▶ [RECORDS SHOWN]
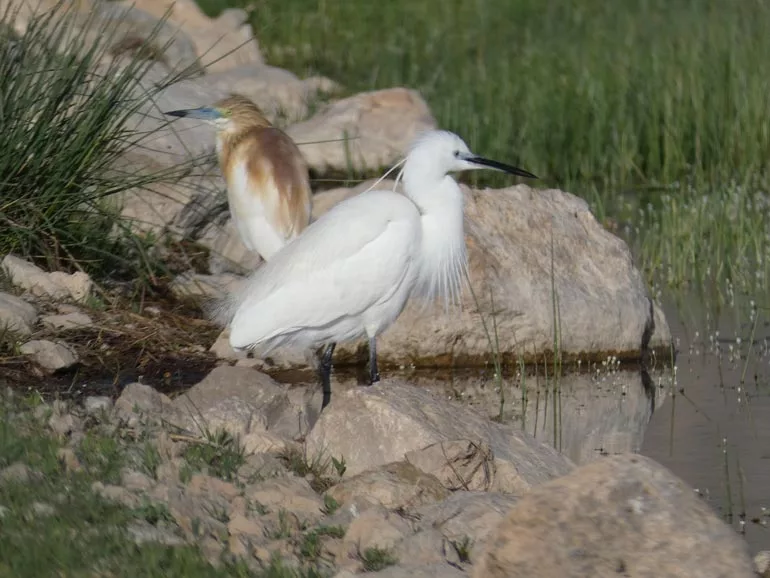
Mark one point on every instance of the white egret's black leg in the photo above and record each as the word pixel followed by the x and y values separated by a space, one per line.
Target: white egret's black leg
pixel 374 374
pixel 326 370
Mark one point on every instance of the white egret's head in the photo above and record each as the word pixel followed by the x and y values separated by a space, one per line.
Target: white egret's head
pixel 441 152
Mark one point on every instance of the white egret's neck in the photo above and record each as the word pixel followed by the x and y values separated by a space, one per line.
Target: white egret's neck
pixel 442 252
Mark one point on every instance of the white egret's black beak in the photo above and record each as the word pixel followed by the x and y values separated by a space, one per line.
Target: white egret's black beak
pixel 481 161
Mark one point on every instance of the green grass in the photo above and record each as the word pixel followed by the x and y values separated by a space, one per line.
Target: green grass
pixel 655 111
pixel 218 453
pixel 64 117
pixel 55 525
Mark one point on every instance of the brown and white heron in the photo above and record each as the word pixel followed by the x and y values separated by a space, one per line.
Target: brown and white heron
pixel 268 189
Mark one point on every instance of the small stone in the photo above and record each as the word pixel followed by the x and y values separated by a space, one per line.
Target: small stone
pixel 42 510
pixel 236 546
pixel 201 484
pixel 17 472
pixel 67 321
pixel 266 443
pixel 138 401
pixel 239 524
pixel 16 315
pixel 63 424
pixel 375 528
pixel 69 459
pixel 49 355
pixel 292 494
pixel 96 405
pixel 133 480
pixel 762 563
pixel 395 485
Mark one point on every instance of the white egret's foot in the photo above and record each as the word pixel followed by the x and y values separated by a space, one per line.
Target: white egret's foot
pixel 325 371
pixel 374 374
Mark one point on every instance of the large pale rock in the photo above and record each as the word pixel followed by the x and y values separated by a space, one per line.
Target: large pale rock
pixel 365 132
pixel 466 519
pixel 16 315
pixel 220 43
pixel 458 464
pixel 371 426
pixel 57 285
pixel 621 516
pixel 239 400
pixel 521 240
pixel 140 403
pixel 173 207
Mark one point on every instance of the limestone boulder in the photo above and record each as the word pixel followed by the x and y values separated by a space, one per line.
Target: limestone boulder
pixel 541 268
pixel 56 286
pixel 239 400
pixel 365 132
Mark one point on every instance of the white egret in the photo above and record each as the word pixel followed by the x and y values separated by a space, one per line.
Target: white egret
pixel 351 272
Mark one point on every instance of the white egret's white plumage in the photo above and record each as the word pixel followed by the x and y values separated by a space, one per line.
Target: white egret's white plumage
pixel 268 190
pixel 351 272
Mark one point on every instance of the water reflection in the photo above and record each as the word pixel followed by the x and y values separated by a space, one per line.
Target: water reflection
pixel 714 428
pixel 602 409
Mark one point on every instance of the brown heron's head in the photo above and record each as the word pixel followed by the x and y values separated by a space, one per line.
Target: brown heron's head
pixel 233 113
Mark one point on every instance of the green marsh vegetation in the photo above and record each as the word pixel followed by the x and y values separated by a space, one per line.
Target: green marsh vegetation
pixel 654 111
pixel 66 106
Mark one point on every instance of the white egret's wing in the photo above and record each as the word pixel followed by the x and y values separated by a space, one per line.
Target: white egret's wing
pixel 351 258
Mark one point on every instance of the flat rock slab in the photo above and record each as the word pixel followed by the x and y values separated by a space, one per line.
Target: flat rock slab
pixel 239 400
pixel 396 485
pixel 372 426
pixel 65 321
pixel 621 516
pixel 365 132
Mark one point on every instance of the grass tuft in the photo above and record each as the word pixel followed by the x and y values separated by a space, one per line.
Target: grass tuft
pixel 66 115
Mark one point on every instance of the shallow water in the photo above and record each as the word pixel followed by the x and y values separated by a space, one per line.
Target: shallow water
pixel 713 429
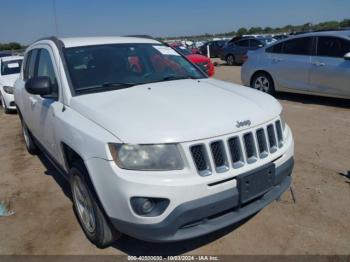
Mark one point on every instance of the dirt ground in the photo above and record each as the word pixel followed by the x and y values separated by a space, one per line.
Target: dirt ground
pixel 318 223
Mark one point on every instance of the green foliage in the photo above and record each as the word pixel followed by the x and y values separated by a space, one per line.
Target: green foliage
pixel 328 25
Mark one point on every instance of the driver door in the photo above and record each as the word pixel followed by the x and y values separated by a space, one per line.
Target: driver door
pixel 44 108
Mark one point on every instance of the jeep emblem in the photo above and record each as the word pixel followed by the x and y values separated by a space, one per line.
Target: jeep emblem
pixel 243 123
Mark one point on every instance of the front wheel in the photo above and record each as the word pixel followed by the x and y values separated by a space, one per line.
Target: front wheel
pixel 230 59
pixel 263 82
pixel 91 216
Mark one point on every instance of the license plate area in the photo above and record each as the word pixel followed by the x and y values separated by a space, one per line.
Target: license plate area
pixel 254 184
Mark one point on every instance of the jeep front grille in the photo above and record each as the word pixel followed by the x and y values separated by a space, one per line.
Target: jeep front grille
pixel 200 159
pixel 238 150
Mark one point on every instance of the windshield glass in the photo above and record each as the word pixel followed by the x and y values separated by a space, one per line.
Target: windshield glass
pixel 11 67
pixel 109 67
pixel 183 50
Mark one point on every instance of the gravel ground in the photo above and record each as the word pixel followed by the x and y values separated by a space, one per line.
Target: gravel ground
pixel 318 223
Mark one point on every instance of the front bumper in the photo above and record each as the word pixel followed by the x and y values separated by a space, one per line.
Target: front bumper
pixel 205 215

▶ [DESCRIPTION OF THE TASK]
Write the material above out again exactly as it reads, but don't carry over the pictures.

▶ [EXERCISE RESULT]
Mark one point on every instance of the white egret's black leg in the photo above and record each as the word pixel followed by the x and y values separated by a space, one per line.
Target: white egret's black leg
pixel 374 374
pixel 326 370
Mark one point on every instance of the white egret's head in the photo above and record each as the word pixel followed by the x and y values separated by a space, one per line.
Target: white egret's head
pixel 441 152
Mark one point on every instance of the white egret's neck in the photo above and record each as the word pixel followed by the x and y values separated by a space, one per line.
Target: white egret's neck
pixel 442 252
Mark one point on every instance of the white egret's black beak in the photo above and record each as the word pixel followed by the x and y values separated by a space, one per line.
Target: white egret's black beak
pixel 481 161
Mark one point on every instance of the green grass in the photo above and record each as the word pixel followed by the x and y values separated by a space, one per line.
Target: green grass
pixel 655 111
pixel 218 453
pixel 64 117
pixel 55 525
Mark one point on every instance of the brown and white heron in the photo above and record each as the word pixel followed by the x and y values separated by a space, one per line.
Target: brown and white heron
pixel 268 189
Mark one point on every instance of the small stone in the photo above and record each as the word pixel followed by the x and y values separated by a space, one per line.
Target: small stone
pixel 42 510
pixel 236 546
pixel 201 484
pixel 17 472
pixel 67 321
pixel 266 443
pixel 138 401
pixel 239 524
pixel 16 315
pixel 63 424
pixel 375 528
pixel 69 459
pixel 49 355
pixel 292 494
pixel 96 405
pixel 133 480
pixel 762 563
pixel 395 485
Mark one point on every instance of the white egret's foot in the photo above and record each as the word pixel followed by the x and y values separated by a space, one per line.
Target: white egret's foot
pixel 325 371
pixel 374 374
Mark one point on every instance of the large pale rock in the photo above and record each as the word pixel followed by the x and y values separated by a space, one per line.
Target: large pale rock
pixel 365 132
pixel 466 519
pixel 16 315
pixel 220 43
pixel 458 464
pixel 371 426
pixel 57 285
pixel 621 516
pixel 239 400
pixel 521 240
pixel 140 403
pixel 173 207
Mark one point on every instance of the limestone boulder in the photo above and record each as the word pixel followed by the x and y values separated by a space, one per line.
Target: limestone boulder
pixel 541 268
pixel 56 286
pixel 239 400
pixel 365 132
Mark one point on every instance of the white egret in the photo above and record each as the word pixel followed by the x and y values separated by a space, one per line.
Target: white egret
pixel 351 272
Mark one point on every instance of the white egret's white plumage in the photo above and record each as the word pixel followed by the x and y values separated by a space, one per line.
Target: white egret's white plumage
pixel 268 190
pixel 351 272
Mark one point on every instance of the water reflection in the photo above and record each as the word pixel followed by the x and y values separated by a space, one per line.
Target: water reflection
pixel 714 428
pixel 602 409
Mark one point on every instance of the brown heron's head in the photo above and record each as the word pixel followed by the x and y values separated by a space, one per line.
Target: brown heron's head
pixel 233 113
Mark one point on every instance of the green marsh vegetation in the photo above and record each as the word pixel followed by the x and y values separated by a space, one per line.
Target: green marsh vegetation
pixel 654 111
pixel 66 106
Mark one point on every instance of the white egret's wing in the photo above and record each as the word pixel followed by the x and y values separated by a space, one per line.
Target: white egret's wing
pixel 351 258
Mark one point on every instance of the flat rock slab in the photo above and record each as the word pixel followed by the x and y values separated by a space, one per line.
Target: flat rock slab
pixel 239 400
pixel 396 485
pixel 372 426
pixel 65 321
pixel 621 516
pixel 365 132
Mark one point on every instance of the grass tuft in the photo above and record each as the word pixel followed by the x and y values separated by a space, one per line.
Target: grass tuft
pixel 66 115
Mark one point on every instance of the shallow water in the photo above and record each as the word pixel followed by the x and y values separated by a space, one per line.
Target: shallow water
pixel 713 429
Mark one point on every instance of the dirt ground in the photo above and record each as the word pixel followed by the x and y values separated by a space, one per line.
Target: dirt ground
pixel 318 223
Mark one point on every instance of the green foliage in the photo above and record each as the word pixel followed by the x and y values separated by a space, one per line.
Target: green foliage
pixel 328 25
Mark one point on every instance of the driver door in the photo above and record each as the word pixel followed by the x and y values separated by a space, one per line.
Target: driver door
pixel 44 108
Mark one point on every instance of the jeep emblem in the photo above and record each as the word pixel followed by the x and y values separated by a space, one per line.
Target: jeep emblem
pixel 243 123
Mark one point on every instance of the front wheel in the photo above and record each as the word pixel followed by the x and y values separated by a space, one per line.
Target: front wheel
pixel 230 59
pixel 263 82
pixel 91 216
Mark one point on every instance of the license plate area in the photo above and record each as the word pixel followed by the x and y values separated by a space, one per line.
Target: license plate area
pixel 254 184
Mark one point on every instance of the jeep front grille in the photo above and record each as the word pixel followed by the x and y values separated by a space, one per line.
Target: jeep front grille
pixel 200 159
pixel 238 150
Mark one point on every instance of the windshield glass in the photo above and record each as the word pixel followed by the x and y values separated by a space, one per line.
Target: windshield glass
pixel 11 67
pixel 109 67
pixel 183 50
Mark one point on every instance of the gravel ground in the photo above and record each as the word pixel followed by the x and y values separated by a space, one per line.
Target: gravel ground
pixel 318 223
Mark one point on every instance of the front bumper in the photo above and record each as the word pixel followed by the x and y values separated by a space, one per line.
Target: front bumper
pixel 205 215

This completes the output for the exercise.